What the task requires: Copy the lines word for word. Begin at the line that contains "If you could point out the thin" and end with the final line of the data.

____________________

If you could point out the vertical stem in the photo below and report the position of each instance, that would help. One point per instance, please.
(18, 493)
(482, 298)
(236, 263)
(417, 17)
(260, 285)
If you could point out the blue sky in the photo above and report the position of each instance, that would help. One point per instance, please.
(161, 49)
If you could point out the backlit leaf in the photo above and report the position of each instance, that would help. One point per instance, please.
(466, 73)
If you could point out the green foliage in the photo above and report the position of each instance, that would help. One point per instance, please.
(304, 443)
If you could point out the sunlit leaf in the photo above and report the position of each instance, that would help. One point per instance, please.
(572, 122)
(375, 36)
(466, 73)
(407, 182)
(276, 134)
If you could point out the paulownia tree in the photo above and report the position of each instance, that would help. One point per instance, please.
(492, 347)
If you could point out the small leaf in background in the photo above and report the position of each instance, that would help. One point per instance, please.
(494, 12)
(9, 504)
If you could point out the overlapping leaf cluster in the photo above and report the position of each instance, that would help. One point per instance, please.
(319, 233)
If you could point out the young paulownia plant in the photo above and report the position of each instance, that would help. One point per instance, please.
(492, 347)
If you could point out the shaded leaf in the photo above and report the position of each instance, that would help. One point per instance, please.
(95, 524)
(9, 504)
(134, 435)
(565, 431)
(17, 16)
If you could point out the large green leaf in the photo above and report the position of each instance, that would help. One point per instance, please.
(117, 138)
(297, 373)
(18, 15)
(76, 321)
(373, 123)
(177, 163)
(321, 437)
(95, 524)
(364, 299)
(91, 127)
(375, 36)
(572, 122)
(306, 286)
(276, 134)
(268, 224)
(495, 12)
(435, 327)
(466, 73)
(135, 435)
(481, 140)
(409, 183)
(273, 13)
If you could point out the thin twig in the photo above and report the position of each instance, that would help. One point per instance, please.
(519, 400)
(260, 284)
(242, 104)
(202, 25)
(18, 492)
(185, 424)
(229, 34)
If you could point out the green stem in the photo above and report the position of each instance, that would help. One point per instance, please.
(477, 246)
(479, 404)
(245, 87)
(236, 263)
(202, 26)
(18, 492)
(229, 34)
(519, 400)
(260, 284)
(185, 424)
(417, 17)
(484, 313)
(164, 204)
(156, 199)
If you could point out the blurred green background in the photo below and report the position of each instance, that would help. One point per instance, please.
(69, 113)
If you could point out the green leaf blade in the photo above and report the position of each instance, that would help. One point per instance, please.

____________________

Response:
If you could point out the thin twig in the photo above and report the position of each instance, that would help. One point per instance, please.
(519, 400)
(260, 284)
(242, 104)
(202, 25)
(18, 492)
(185, 424)
(229, 34)
If you could point out the green stem in the photo above and report the position of each instance, that would help. One point per instance, please.
(477, 246)
(479, 404)
(245, 87)
(236, 263)
(202, 26)
(18, 492)
(229, 34)
(519, 400)
(260, 284)
(185, 424)
(417, 17)
(484, 313)
(164, 204)
(156, 199)
If you could point out the blurred green background in the photo below and report the position of each instance, that would help. One point per instance, please.
(69, 113)
If you could point out the green leaf blade in the photo above and report the position of each instance, that would help. One point per instance, please.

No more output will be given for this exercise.